*Task objective*: Please output the data exactly, minus pictures.

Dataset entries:
****

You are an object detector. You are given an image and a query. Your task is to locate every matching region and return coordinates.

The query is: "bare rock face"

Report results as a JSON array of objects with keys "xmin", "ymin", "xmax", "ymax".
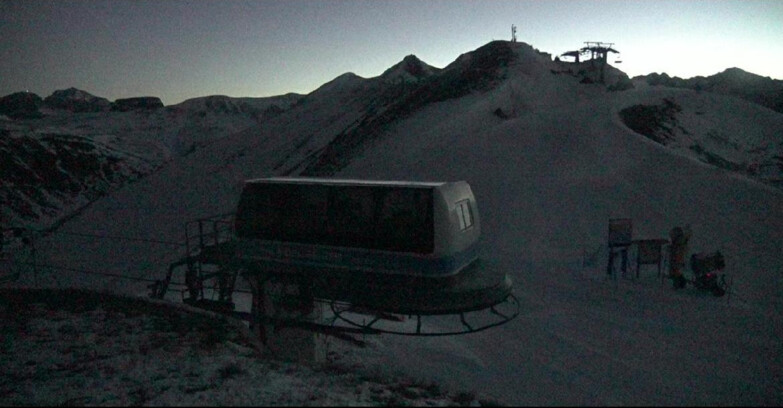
[
  {"xmin": 44, "ymin": 88, "xmax": 111, "ymax": 112},
  {"xmin": 0, "ymin": 130, "xmax": 157, "ymax": 223},
  {"xmin": 0, "ymin": 92, "xmax": 43, "ymax": 119},
  {"xmin": 111, "ymin": 97, "xmax": 164, "ymax": 112}
]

****

*Answer box*:
You are an object detector. You are given an image and a query. Your task is to locate every matching region and return coordinates.

The query is: "bare rock face"

Report results as a JSON array of objects with keys "xmin", "ymin", "xmax", "ymax".
[
  {"xmin": 44, "ymin": 88, "xmax": 111, "ymax": 112},
  {"xmin": 0, "ymin": 130, "xmax": 157, "ymax": 223},
  {"xmin": 0, "ymin": 92, "xmax": 43, "ymax": 119},
  {"xmin": 111, "ymin": 97, "xmax": 164, "ymax": 112}
]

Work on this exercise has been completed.